Exercise prompt: Exact copies of all the records are to be output.

Provided information:
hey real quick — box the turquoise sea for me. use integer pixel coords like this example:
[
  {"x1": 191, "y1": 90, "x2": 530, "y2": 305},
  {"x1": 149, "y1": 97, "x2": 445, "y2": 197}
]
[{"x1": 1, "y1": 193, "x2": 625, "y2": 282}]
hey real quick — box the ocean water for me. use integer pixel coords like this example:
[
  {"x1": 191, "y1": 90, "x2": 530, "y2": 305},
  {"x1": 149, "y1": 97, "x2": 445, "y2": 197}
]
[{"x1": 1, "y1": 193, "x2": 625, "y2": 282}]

Final answer:
hey real quick — box the turquoise sea for me. use integer pixel coords like this example:
[
  {"x1": 191, "y1": 90, "x2": 530, "y2": 305},
  {"x1": 149, "y1": 97, "x2": 445, "y2": 197}
]
[{"x1": 1, "y1": 193, "x2": 625, "y2": 282}]
hey real quick — box the ocean water for me. use integer pixel coords like this example:
[
  {"x1": 191, "y1": 90, "x2": 530, "y2": 305},
  {"x1": 149, "y1": 97, "x2": 445, "y2": 197}
]
[{"x1": 1, "y1": 193, "x2": 625, "y2": 282}]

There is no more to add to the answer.